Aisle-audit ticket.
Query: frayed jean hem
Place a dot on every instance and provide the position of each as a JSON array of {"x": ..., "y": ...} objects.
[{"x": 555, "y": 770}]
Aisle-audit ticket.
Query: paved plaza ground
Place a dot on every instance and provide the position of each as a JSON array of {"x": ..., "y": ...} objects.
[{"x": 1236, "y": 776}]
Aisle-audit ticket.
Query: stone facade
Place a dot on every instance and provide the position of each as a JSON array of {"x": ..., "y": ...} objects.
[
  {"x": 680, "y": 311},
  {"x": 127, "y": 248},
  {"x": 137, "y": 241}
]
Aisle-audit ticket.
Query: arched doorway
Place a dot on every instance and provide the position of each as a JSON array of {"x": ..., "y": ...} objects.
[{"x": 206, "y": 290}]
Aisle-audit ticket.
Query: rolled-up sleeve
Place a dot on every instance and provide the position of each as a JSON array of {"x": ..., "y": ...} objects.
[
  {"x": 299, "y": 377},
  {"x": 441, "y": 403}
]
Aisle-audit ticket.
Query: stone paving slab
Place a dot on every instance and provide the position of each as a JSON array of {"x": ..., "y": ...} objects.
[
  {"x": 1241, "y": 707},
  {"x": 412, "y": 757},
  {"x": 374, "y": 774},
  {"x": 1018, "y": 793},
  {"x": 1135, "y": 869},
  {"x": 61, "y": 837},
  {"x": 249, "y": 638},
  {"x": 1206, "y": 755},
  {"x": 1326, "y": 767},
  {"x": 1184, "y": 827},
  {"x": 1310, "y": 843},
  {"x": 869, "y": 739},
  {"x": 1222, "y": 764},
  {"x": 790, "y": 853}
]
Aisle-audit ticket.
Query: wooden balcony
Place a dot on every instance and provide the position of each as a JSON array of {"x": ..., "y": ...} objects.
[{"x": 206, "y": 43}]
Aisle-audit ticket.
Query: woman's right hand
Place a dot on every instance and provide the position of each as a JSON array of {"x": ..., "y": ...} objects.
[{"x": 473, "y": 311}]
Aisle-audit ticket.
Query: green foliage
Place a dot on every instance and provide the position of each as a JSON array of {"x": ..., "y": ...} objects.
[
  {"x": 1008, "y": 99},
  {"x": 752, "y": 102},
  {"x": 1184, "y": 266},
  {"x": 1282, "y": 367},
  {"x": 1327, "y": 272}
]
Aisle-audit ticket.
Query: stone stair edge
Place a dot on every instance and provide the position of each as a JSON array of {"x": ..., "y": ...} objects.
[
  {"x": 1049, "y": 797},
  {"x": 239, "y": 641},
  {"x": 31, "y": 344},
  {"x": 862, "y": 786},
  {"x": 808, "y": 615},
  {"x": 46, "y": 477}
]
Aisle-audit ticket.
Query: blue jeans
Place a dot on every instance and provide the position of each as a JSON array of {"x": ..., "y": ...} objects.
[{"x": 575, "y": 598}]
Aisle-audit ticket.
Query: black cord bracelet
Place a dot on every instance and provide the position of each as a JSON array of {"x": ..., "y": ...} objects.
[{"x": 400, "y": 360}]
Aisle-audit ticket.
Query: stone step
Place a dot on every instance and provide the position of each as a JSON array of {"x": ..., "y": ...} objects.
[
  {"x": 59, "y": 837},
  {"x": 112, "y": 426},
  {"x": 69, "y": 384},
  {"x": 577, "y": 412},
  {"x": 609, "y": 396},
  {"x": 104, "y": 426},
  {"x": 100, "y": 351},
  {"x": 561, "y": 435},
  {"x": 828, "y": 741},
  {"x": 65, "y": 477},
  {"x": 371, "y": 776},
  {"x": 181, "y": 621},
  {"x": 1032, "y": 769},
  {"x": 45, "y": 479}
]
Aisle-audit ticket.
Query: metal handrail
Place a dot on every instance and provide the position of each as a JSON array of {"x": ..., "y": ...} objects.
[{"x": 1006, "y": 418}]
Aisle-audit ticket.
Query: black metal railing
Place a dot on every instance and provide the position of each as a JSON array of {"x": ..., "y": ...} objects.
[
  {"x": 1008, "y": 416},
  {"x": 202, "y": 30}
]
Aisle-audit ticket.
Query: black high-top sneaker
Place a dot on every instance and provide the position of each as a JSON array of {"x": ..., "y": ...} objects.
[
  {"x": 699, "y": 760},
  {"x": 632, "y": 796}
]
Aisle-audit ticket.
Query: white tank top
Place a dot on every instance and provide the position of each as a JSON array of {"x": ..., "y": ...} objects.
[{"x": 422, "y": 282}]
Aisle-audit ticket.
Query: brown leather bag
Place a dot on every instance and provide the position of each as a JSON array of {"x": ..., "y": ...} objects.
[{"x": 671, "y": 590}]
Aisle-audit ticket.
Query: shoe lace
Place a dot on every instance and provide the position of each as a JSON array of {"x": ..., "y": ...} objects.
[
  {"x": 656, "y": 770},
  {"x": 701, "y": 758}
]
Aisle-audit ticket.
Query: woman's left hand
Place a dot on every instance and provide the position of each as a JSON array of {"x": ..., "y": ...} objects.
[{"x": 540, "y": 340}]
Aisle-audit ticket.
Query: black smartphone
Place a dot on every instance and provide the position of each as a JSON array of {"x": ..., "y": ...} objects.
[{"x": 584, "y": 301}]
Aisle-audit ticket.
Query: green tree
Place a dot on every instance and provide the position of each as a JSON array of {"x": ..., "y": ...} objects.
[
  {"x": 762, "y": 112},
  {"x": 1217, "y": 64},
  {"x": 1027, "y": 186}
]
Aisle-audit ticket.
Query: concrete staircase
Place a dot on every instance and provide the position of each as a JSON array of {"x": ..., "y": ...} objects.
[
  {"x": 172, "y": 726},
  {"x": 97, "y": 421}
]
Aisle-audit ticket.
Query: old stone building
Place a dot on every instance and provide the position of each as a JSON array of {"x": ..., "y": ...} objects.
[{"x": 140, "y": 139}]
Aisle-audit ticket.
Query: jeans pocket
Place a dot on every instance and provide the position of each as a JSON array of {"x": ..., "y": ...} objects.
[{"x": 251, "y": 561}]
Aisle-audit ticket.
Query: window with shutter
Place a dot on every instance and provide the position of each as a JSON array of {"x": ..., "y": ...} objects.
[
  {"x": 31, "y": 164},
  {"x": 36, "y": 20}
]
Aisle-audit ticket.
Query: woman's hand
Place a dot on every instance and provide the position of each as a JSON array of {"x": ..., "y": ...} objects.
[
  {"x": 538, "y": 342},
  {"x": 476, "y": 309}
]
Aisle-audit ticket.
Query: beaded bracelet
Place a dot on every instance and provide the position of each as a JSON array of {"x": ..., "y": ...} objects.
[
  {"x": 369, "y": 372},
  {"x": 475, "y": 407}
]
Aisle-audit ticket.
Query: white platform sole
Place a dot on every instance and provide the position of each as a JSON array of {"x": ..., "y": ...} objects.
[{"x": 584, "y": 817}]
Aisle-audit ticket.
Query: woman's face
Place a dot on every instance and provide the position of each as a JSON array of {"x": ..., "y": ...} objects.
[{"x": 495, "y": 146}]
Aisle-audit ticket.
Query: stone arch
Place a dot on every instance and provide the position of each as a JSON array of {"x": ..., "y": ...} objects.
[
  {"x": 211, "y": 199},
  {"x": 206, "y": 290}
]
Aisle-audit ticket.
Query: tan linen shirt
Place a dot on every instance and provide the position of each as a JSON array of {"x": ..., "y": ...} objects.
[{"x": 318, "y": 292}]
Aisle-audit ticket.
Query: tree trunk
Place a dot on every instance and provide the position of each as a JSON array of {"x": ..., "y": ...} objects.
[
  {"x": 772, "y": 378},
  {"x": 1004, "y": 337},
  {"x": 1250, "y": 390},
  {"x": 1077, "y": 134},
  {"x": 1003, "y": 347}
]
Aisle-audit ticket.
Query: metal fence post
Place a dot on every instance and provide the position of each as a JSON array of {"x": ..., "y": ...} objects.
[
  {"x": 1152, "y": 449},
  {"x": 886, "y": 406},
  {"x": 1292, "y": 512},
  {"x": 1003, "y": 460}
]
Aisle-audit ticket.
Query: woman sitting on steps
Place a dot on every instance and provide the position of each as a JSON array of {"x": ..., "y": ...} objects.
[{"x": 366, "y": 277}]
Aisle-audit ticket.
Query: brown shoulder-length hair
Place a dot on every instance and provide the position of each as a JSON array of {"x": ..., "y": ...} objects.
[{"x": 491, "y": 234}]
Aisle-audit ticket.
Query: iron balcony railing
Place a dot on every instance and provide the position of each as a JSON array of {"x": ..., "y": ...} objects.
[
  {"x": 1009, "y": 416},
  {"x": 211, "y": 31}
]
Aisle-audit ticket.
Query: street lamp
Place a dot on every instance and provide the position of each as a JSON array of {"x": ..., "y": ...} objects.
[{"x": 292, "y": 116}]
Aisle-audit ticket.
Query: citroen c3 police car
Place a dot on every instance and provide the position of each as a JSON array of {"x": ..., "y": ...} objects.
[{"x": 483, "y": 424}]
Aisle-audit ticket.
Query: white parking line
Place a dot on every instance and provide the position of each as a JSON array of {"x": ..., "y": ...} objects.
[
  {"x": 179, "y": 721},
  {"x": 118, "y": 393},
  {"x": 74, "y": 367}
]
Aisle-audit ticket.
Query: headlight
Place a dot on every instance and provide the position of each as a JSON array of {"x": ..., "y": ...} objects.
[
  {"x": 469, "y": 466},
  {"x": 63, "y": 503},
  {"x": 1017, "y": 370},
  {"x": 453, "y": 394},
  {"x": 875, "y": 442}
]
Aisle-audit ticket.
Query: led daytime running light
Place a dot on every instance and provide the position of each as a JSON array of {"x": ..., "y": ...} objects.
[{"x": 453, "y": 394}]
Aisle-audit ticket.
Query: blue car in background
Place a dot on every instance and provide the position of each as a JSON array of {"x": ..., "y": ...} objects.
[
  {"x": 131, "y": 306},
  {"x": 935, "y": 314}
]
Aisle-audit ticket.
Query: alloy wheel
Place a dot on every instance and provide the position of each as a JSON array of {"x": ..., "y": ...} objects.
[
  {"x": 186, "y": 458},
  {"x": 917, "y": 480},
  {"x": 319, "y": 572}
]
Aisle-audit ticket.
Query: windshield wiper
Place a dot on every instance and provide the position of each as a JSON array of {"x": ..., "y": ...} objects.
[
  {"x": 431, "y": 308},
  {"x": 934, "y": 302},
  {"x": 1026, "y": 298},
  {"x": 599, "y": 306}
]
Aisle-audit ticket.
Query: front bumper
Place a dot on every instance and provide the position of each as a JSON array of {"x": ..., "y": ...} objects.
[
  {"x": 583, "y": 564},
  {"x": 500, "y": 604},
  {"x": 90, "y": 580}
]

════════════════

▶ **WHAT IS BEING ASKED**
Using the listing, count the lines holding the word "bracelet" and write down that number alone.

▶ **ANSWER TO THIS PROBLEM**
2